• [SELECTED PASSAGE]:
[start]

Last seen on: LA Times Crossword 1 Apr 2018, Sunday

Random information on the term “Tandoori bread”:

Naan is a leavened, oven-baked flatbread found in the cuisines of the Middle East, Central Asia and South Asia.

The earliest appearance of “naan” in English is from 1810, in a travelogue of William Tooke. The Persian word nān ‘bread’ is attested in Middle Persian as n’n ‘bread, food’, which is of Iranian origin, and is a cognate with Parthian ngn, Balochi nagan, Sogdian nγn-, and Pashto nəγan ‘bread’.

The form naan has a widespread distribution, having been borrowed in a range of languages spoken in Central Asia and the Indian subcontinent, where it usually refers to a kind of flatbread. The spelling naan is first attested in 1979, and has since become the normal English spelling.

[end]

• [Collected data entries]:
[start]

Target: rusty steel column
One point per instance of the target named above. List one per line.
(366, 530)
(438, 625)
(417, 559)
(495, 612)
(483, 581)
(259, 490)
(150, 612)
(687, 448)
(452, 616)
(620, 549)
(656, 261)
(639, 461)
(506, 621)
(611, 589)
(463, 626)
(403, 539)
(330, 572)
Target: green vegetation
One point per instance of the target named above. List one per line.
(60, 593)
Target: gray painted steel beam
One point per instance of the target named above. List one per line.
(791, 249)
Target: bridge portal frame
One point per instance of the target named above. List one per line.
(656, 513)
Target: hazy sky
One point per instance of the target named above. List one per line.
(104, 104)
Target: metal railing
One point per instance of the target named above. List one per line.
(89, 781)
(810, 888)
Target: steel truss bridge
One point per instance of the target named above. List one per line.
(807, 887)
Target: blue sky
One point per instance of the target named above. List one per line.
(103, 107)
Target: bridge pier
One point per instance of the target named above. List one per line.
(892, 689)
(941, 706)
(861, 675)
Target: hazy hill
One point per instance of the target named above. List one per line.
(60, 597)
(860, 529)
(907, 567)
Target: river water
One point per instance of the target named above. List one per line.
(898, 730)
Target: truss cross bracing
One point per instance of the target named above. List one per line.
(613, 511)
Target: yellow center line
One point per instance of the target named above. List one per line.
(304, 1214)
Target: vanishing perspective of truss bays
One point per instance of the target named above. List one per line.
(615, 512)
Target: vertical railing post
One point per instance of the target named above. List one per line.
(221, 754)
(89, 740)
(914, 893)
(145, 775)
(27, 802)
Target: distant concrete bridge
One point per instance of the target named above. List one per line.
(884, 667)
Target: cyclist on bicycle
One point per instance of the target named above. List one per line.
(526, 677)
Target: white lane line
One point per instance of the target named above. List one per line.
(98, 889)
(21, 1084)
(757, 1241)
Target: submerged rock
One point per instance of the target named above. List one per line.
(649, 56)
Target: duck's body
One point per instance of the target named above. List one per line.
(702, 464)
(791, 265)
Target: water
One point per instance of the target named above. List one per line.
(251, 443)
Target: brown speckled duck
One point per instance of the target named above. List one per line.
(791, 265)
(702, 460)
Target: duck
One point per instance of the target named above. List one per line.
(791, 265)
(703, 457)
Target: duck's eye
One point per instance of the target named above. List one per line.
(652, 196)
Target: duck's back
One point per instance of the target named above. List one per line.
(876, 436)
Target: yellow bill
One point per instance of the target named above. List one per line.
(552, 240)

[end]

• [REQUIREMENTS]:
A - Reproduce the naan passage word for word, everything from "Random information on" down to "and South Asia.".
B - The naan passage says the Persian word nān has cognates in other languages. List each of those cognates with its language.

• [EXERCISE RESULTS]:
A -
Random information on the term “Tandoori bread”:

Naan is a leavened, oven-baked flatbread found in the cuisines of the Middle East, Central Asia and South Asia.

B -
Parthian ngn
Balochi nagan
Sogdian nγn-
Pashto nəγan